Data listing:
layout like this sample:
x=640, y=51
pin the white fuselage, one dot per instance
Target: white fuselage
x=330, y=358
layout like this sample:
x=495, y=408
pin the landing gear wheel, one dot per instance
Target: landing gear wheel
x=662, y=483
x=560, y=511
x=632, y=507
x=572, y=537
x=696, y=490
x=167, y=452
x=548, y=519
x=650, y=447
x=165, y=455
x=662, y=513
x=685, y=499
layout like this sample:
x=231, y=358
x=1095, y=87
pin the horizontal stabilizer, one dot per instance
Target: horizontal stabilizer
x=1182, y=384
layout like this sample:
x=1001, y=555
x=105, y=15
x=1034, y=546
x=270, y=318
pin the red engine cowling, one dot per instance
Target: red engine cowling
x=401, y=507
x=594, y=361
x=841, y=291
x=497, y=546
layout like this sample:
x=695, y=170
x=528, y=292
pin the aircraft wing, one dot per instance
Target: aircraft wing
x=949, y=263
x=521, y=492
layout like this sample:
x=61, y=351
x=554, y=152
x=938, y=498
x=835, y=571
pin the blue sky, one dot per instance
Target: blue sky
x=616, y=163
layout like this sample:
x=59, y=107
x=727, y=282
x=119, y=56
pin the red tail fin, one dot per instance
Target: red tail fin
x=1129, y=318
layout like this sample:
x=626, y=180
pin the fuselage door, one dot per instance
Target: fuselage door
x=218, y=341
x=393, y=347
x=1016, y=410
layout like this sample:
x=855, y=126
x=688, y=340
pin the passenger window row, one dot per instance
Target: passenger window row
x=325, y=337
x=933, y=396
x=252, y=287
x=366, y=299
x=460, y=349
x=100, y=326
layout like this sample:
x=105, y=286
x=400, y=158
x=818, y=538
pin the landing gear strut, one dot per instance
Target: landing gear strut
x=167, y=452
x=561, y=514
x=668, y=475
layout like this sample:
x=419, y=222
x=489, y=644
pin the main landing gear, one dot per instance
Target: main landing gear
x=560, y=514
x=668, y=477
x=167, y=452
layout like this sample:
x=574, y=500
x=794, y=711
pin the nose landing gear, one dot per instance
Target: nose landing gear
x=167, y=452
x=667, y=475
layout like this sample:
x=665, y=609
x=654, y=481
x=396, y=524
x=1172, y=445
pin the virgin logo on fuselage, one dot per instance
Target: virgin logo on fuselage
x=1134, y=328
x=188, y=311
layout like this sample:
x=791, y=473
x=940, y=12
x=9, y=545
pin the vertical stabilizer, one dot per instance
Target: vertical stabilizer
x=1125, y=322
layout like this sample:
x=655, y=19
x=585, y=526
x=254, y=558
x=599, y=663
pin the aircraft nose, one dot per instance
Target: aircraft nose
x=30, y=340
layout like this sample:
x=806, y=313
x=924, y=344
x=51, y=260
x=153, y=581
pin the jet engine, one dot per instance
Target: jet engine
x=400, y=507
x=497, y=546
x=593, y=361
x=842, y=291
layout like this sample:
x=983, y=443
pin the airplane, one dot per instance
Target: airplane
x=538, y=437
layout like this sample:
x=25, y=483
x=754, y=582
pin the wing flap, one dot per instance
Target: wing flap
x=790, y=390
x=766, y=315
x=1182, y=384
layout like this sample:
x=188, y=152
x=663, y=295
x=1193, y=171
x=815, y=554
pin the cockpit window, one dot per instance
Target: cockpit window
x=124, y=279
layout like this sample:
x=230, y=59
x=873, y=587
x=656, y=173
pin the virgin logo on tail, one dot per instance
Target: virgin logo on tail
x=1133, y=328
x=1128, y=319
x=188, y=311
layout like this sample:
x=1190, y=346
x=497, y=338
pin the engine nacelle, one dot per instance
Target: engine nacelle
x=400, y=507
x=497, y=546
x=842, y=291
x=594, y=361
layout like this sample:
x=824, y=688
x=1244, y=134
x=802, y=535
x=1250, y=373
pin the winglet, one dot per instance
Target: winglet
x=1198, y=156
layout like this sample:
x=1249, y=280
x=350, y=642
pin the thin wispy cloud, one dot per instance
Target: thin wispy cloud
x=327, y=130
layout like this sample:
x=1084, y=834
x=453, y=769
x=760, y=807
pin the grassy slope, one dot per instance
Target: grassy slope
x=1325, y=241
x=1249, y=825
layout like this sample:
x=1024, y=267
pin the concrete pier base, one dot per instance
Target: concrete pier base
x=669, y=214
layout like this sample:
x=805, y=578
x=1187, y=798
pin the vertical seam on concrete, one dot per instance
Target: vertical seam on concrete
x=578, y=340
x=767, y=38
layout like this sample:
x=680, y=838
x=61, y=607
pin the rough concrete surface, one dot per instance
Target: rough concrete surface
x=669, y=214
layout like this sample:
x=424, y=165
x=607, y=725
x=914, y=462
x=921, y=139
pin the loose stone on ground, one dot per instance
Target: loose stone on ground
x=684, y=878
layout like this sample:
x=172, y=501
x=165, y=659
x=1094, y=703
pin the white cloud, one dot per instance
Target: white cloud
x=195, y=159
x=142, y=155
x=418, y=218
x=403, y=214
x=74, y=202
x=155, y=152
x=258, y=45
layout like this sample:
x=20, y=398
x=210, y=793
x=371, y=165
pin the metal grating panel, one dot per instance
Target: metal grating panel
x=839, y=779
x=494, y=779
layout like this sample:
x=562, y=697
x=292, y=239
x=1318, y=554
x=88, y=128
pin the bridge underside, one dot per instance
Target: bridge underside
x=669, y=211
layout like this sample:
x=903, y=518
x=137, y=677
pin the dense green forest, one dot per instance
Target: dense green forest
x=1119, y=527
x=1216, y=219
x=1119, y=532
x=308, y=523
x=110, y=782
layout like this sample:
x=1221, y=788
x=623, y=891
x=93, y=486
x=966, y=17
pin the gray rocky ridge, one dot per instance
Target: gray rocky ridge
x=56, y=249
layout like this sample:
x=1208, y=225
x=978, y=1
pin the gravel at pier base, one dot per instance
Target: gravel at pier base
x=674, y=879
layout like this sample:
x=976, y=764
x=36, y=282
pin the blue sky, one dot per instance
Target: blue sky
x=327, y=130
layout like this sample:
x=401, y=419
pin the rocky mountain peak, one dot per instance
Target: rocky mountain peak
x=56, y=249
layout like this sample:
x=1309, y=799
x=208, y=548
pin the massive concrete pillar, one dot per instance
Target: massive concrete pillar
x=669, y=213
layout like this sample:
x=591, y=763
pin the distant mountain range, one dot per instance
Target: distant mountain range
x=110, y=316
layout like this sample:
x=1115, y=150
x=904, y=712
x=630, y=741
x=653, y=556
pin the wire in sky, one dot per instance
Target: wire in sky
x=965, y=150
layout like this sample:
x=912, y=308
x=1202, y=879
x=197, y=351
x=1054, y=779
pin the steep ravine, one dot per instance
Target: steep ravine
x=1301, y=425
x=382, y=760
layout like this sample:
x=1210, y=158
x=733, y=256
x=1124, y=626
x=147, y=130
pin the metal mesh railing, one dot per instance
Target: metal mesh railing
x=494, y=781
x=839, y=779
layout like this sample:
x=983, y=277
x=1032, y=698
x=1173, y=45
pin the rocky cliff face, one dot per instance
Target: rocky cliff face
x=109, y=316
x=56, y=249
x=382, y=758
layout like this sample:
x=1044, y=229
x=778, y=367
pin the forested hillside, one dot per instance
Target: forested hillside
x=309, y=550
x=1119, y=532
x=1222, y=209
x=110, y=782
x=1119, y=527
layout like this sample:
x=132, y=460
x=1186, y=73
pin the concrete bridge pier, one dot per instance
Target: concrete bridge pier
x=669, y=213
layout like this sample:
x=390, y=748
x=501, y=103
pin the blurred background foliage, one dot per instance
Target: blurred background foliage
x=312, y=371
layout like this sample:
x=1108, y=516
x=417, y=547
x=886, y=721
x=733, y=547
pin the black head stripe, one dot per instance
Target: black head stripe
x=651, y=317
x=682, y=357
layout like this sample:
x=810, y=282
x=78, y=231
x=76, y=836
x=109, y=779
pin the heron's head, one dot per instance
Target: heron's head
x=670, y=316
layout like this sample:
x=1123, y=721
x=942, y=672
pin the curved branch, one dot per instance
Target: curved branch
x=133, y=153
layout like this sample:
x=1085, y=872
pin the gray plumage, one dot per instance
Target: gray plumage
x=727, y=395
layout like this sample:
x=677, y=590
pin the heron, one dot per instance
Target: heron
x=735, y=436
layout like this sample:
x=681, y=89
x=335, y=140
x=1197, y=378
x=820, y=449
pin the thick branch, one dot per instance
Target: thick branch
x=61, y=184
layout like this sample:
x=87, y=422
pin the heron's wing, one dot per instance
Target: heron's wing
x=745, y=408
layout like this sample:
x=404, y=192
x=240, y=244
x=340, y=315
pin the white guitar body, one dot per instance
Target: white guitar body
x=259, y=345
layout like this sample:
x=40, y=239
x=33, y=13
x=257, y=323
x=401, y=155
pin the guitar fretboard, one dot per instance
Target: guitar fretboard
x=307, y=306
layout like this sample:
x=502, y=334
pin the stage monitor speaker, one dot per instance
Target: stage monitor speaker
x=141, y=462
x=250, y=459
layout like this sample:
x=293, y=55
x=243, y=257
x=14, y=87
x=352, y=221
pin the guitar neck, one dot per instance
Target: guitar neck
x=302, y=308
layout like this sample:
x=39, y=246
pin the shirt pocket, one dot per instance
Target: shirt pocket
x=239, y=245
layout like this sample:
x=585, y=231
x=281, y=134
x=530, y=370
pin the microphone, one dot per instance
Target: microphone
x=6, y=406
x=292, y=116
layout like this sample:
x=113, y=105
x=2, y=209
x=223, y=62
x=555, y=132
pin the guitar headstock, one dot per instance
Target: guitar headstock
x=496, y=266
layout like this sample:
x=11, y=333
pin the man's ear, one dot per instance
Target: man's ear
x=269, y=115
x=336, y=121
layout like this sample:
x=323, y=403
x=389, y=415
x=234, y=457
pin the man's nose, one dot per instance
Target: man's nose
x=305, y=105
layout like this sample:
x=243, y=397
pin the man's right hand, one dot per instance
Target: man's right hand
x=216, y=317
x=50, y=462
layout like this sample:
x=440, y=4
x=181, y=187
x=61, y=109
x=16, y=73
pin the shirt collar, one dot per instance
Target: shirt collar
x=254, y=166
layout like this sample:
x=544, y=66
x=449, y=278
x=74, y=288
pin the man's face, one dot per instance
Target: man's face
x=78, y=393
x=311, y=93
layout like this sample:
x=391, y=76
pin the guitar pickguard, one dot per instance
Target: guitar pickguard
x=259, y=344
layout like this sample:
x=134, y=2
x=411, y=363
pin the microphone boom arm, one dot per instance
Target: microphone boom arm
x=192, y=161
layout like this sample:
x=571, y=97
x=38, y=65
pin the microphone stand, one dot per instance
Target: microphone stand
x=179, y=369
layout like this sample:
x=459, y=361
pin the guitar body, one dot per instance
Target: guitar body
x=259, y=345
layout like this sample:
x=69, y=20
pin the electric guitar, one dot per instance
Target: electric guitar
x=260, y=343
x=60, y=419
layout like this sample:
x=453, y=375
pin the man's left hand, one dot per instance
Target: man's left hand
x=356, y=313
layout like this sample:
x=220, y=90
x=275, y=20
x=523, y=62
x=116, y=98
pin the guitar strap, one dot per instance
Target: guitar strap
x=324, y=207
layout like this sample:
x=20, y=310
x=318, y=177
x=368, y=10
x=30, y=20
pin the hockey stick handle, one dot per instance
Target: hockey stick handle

WHAT IS NEEDED:
Which lines in the data listing contain the word "cliff"? Return every one of them, matching case exactly.

THE COMPLETED TASK:
pin the rocky cliff face, one dot per instance
Target: rocky cliff face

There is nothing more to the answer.